Point localization data

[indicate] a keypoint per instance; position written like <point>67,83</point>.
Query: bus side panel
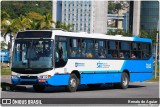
<point>100,78</point>
<point>58,80</point>
<point>139,77</point>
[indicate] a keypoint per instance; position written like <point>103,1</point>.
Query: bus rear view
<point>59,58</point>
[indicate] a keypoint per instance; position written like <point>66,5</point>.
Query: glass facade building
<point>149,15</point>
<point>84,16</point>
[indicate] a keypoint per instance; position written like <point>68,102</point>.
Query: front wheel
<point>73,83</point>
<point>38,88</point>
<point>124,81</point>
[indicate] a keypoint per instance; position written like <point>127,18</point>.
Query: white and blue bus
<point>59,58</point>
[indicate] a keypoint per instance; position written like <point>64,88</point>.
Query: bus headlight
<point>44,76</point>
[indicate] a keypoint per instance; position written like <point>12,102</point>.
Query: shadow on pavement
<point>50,89</point>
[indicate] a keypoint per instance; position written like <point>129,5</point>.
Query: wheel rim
<point>73,82</point>
<point>125,81</point>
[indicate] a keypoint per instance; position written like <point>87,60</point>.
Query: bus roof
<point>92,35</point>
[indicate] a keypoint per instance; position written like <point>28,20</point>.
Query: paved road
<point>135,90</point>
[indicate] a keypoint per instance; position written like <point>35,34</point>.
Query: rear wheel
<point>38,88</point>
<point>124,81</point>
<point>73,83</point>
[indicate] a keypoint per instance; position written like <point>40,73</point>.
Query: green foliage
<point>145,34</point>
<point>119,32</point>
<point>114,7</point>
<point>17,8</point>
<point>63,26</point>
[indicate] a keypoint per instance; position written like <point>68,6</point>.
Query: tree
<point>46,22</point>
<point>119,32</point>
<point>115,7</point>
<point>64,26</point>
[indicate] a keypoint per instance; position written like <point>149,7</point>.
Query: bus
<point>5,57</point>
<point>58,58</point>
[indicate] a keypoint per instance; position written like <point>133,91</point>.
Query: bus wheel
<point>73,83</point>
<point>38,88</point>
<point>93,86</point>
<point>124,81</point>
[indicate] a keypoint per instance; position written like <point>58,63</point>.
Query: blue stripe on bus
<point>100,78</point>
<point>97,71</point>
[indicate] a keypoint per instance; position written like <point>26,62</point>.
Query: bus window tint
<point>124,50</point>
<point>146,50</point>
<point>100,51</point>
<point>87,48</point>
<point>136,50</point>
<point>61,52</point>
<point>75,48</point>
<point>112,49</point>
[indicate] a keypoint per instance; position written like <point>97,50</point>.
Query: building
<point>85,16</point>
<point>149,15</point>
<point>144,15</point>
<point>118,21</point>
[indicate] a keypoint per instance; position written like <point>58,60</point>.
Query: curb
<point>9,87</point>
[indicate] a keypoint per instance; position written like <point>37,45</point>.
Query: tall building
<point>144,15</point>
<point>149,15</point>
<point>85,16</point>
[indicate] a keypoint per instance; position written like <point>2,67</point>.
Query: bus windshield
<point>33,53</point>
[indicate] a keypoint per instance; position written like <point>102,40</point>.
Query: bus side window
<point>75,48</point>
<point>87,48</point>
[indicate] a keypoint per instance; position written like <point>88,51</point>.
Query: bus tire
<point>124,81</point>
<point>73,83</point>
<point>93,86</point>
<point>38,88</point>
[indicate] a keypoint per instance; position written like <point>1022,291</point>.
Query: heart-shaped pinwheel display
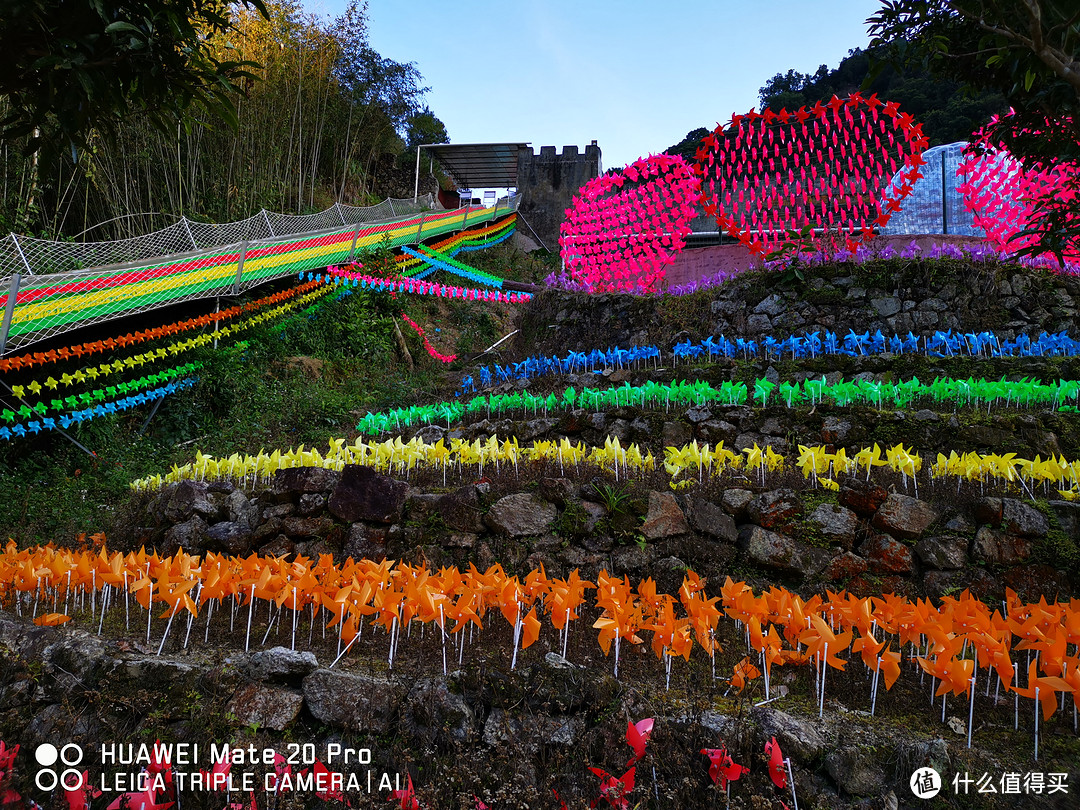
<point>624,228</point>
<point>1002,194</point>
<point>769,175</point>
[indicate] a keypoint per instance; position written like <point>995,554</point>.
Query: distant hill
<point>946,111</point>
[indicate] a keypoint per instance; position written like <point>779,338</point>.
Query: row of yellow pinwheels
<point>950,642</point>
<point>815,461</point>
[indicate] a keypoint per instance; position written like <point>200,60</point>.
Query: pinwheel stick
<point>442,626</point>
<point>296,611</point>
<point>877,674</point>
<point>105,602</point>
<point>971,706</point>
<point>566,631</point>
<point>824,665</point>
<point>164,635</point>
<point>1037,724</point>
<point>149,611</point>
<point>251,612</point>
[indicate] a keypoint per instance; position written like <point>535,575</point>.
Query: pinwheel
<point>637,737</point>
<point>620,231</point>
<point>777,764</point>
<point>80,797</point>
<point>823,645</point>
<point>139,800</point>
<point>405,796</point>
<point>613,791</point>
<point>721,768</point>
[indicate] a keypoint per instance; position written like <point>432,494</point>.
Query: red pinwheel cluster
<point>823,167</point>
<point>1003,196</point>
<point>624,228</point>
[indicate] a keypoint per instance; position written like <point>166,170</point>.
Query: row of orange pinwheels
<point>953,642</point>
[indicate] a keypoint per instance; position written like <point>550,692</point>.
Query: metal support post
<point>352,248</point>
<point>9,310</point>
<point>21,254</point>
<point>240,268</point>
<point>944,199</point>
<point>416,186</point>
<point>188,229</point>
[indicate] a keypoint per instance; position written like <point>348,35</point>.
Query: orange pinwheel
<point>743,672</point>
<point>1042,688</point>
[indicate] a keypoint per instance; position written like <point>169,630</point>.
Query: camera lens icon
<point>46,755</point>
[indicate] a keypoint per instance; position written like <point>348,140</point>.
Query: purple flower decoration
<point>912,252</point>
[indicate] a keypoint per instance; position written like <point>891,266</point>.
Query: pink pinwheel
<point>142,800</point>
<point>613,791</point>
<point>406,796</point>
<point>1003,196</point>
<point>637,736</point>
<point>835,145</point>
<point>637,234</point>
<point>327,778</point>
<point>777,772</point>
<point>238,805</point>
<point>79,798</point>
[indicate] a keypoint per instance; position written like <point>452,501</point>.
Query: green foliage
<point>617,499</point>
<point>315,108</point>
<point>947,113</point>
<point>67,68</point>
<point>245,400</point>
<point>378,260</point>
<point>1026,50</point>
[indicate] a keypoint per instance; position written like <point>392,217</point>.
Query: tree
<point>1027,50</point>
<point>423,126</point>
<point>68,67</point>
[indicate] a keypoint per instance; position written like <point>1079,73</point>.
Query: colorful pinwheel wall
<point>623,228</point>
<point>1003,196</point>
<point>771,174</point>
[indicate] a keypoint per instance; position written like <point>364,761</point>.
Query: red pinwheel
<point>406,796</point>
<point>721,768</point>
<point>760,197</point>
<point>79,798</point>
<point>777,771</point>
<point>325,777</point>
<point>142,800</point>
<point>623,229</point>
<point>238,805</point>
<point>1003,196</point>
<point>613,791</point>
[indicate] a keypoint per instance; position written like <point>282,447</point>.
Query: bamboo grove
<point>323,118</point>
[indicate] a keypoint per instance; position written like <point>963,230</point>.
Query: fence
<point>52,287</point>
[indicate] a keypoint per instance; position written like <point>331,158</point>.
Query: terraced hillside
<point>837,515</point>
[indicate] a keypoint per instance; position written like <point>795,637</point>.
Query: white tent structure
<point>934,205</point>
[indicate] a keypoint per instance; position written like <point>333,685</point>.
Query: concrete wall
<point>549,181</point>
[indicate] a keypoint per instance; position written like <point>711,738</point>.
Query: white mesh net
<point>51,287</point>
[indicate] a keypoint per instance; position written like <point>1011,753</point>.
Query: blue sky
<point>635,76</point>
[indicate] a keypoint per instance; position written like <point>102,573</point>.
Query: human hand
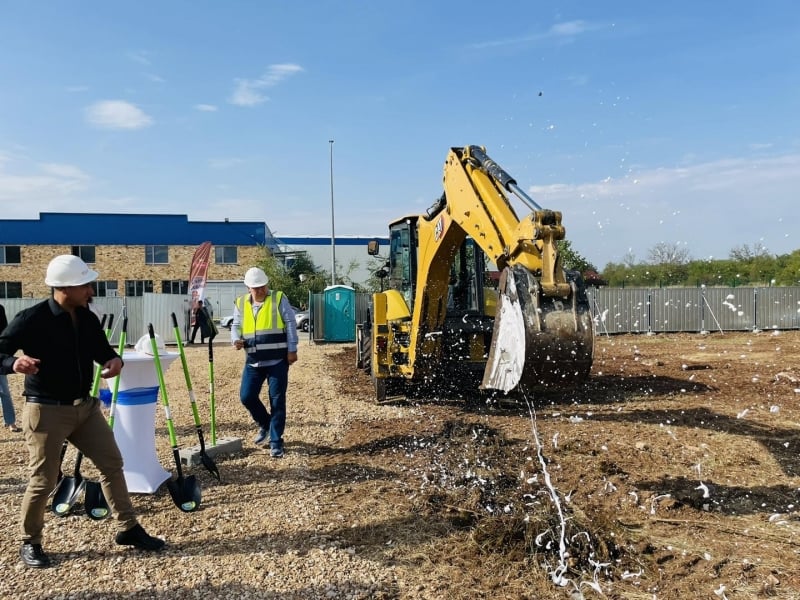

What is expected
Return the entries verbatim, pictures excluded.

Answer section
[indicate] a keypoint per instance; position written like <point>67,83</point>.
Query: bus side panel
<point>100,78</point>
<point>58,80</point>
<point>139,77</point>
[indicate] a keypoint per instance; position written like <point>103,1</point>.
Query: bus rear view
<point>59,58</point>
[indicate] a keypoint per instance; position written like <point>66,5</point>.
Query: glass facade building
<point>149,15</point>
<point>84,16</point>
[indicate] a keypoint per instance; position written like <point>68,102</point>.
Query: front wheel
<point>73,83</point>
<point>38,88</point>
<point>124,81</point>
[indicate] a keypoint per instance; position written like <point>127,18</point>.
Query: white and blue bus
<point>59,58</point>
[indicate] a keypoint per instance; position written like <point>64,88</point>.
Query: bus headlight
<point>44,76</point>
[indicate] a keypoint per instance; position written like <point>12,102</point>.
Query: shadow on pavement
<point>50,89</point>
[indicate] a keypoint per instance; position written like <point>129,5</point>.
Query: wheel rim
<point>73,82</point>
<point>125,81</point>
[indicate] a keypoint per instance; position written like <point>87,60</point>.
Query: bus roof
<point>92,35</point>
[indicate] a keypoint per instance; position written like <point>28,20</point>.
Query: paved road
<point>135,90</point>
[indicate] a keypoint per instance; position written like <point>35,34</point>.
Query: rear wheel
<point>38,88</point>
<point>124,81</point>
<point>73,83</point>
[indicate] a keypoint per instance; position written like <point>40,73</point>.
Query: green foliage
<point>145,34</point>
<point>119,32</point>
<point>114,7</point>
<point>17,8</point>
<point>63,26</point>
[indicate] a keypoint per instance; position written like <point>68,6</point>.
Query: tree
<point>46,22</point>
<point>119,32</point>
<point>115,7</point>
<point>64,26</point>
[indicate] a keypoint per instance; position written like <point>149,7</point>.
Query: bus
<point>5,57</point>
<point>58,58</point>
[indicate] a keypoint per instance; position written like <point>133,91</point>.
Query: bus wheel
<point>73,83</point>
<point>38,88</point>
<point>93,86</point>
<point>124,81</point>
[indicate] a keypoint per instance; position written like <point>58,63</point>.
Query: blue stripe on bus
<point>100,78</point>
<point>97,71</point>
[indicate] a keypoint per instance; position written like <point>26,62</point>.
Query: bus window tint
<point>124,50</point>
<point>146,50</point>
<point>100,51</point>
<point>87,48</point>
<point>136,50</point>
<point>61,52</point>
<point>75,48</point>
<point>112,49</point>
[indicate] a keypoint per instance; position written like <point>97,50</point>.
Query: building
<point>85,16</point>
<point>149,15</point>
<point>144,15</point>
<point>118,21</point>
[indicate] a keypoint per instance; position written like <point>58,60</point>.
Query: curb
<point>9,87</point>
[indicate] a keypoint per instance; position written like <point>37,45</point>.
Query: tall building
<point>144,15</point>
<point>149,15</point>
<point>85,16</point>
[indicate] a keypoint per instance; position written like <point>2,67</point>.
Query: bus windshield
<point>33,53</point>
[indicate] a keypoint per instance; position written like <point>102,40</point>.
Query: bus side window
<point>75,48</point>
<point>87,48</point>
[indicate] a keypoint per instance; position written like <point>88,51</point>.
Query: bus tire
<point>124,81</point>
<point>73,83</point>
<point>93,86</point>
<point>38,88</point>
[indicate] a keypoint per instance; position written like <point>1022,291</point>.
Query: heart-shaped pinwheel display
<point>624,228</point>
<point>1002,194</point>
<point>769,175</point>
[indicate] a keypoint per instance; position written like <point>995,554</point>.
Query: distant hill
<point>946,111</point>
[indicate] a keypoint per instance; position written like <point>779,338</point>.
Query: row of yellow pinwheels
<point>950,642</point>
<point>815,461</point>
[indicate] a keypoint per instance; position written like <point>200,60</point>.
Query: pinwheel stick
<point>442,626</point>
<point>296,611</point>
<point>877,674</point>
<point>105,602</point>
<point>971,706</point>
<point>566,631</point>
<point>824,665</point>
<point>164,635</point>
<point>1037,724</point>
<point>149,611</point>
<point>251,612</point>
[indicate] a keypoint per instance; position written like <point>535,575</point>.
Query: pinwheel
<point>637,737</point>
<point>620,231</point>
<point>777,764</point>
<point>80,797</point>
<point>823,645</point>
<point>139,800</point>
<point>405,796</point>
<point>613,791</point>
<point>721,768</point>
[indicate] a keypoint per instance; position written like <point>432,494</point>.
Query: red pinwheel cluster
<point>823,167</point>
<point>1003,196</point>
<point>624,228</point>
[indicate] a keypoint per instance; position written like <point>166,170</point>.
Query: row of orange pinwheels
<point>953,642</point>
[indicate] a keypoint per instance; position written like <point>550,692</point>.
Query: metal support post
<point>352,248</point>
<point>9,310</point>
<point>21,254</point>
<point>240,268</point>
<point>944,199</point>
<point>416,186</point>
<point>188,229</point>
[indicate] a keypoint per instance; position written like <point>348,35</point>.
Query: orange pinwheel
<point>743,672</point>
<point>1042,688</point>
[indicate] a keypoint per instance; position written like <point>169,630</point>.
Query: camera lens icon
<point>46,755</point>
[indicate] a keypoint per instance; position written like <point>348,140</point>.
Query: purple flower decoration
<point>912,252</point>
[indicate] a keypoint per instance; position written like <point>891,266</point>.
Query: pink pinwheel
<point>142,800</point>
<point>613,791</point>
<point>406,796</point>
<point>1003,196</point>
<point>637,736</point>
<point>835,145</point>
<point>637,234</point>
<point>327,778</point>
<point>777,772</point>
<point>238,805</point>
<point>79,798</point>
[indicate] a keypoint per instance; position written like <point>452,501</point>.
Query: green foliage
<point>617,499</point>
<point>315,108</point>
<point>947,113</point>
<point>67,68</point>
<point>245,400</point>
<point>378,260</point>
<point>1026,50</point>
[indicate] a keypoint per instance; position written like <point>392,217</point>.
Query: tree
<point>1027,50</point>
<point>423,126</point>
<point>68,67</point>
[indicate] a keypoint per instance; position written like <point>1079,73</point>.
Query: colorful pinwheel wall
<point>623,228</point>
<point>1003,196</point>
<point>771,174</point>
[indicate] a keypoint per instance; position written like <point>364,761</point>.
Query: red pinwheel
<point>406,796</point>
<point>721,768</point>
<point>760,197</point>
<point>79,798</point>
<point>777,771</point>
<point>325,777</point>
<point>142,800</point>
<point>623,229</point>
<point>238,805</point>
<point>1003,196</point>
<point>613,791</point>
[indicate] a keypoint per instance; position written like <point>282,447</point>.
Query: bamboo grove
<point>323,118</point>
[indicate] a keypoint per instance; position written like <point>963,230</point>.
Query: fence
<point>52,287</point>
[indicate] a keypoint per instance; position written like <point>331,158</point>.
Query: terraced hillside
<point>837,515</point>
[indicate] a keypoint per instance; position written like <point>795,637</point>.
Query: white tent structure
<point>934,205</point>
[indicate] a keypoint per instance; position written like <point>333,685</point>.
Query: concrete wall
<point>549,181</point>
[indicate] a keypoint per instance; position written like <point>711,738</point>.
Query: white mesh net
<point>51,287</point>
[indicate] a keypoint per instance; position written like <point>1011,753</point>.
Query: blue sky
<point>635,76</point>
[indicate] a keypoint per instance; position written like <point>102,573</point>.
Query: human hand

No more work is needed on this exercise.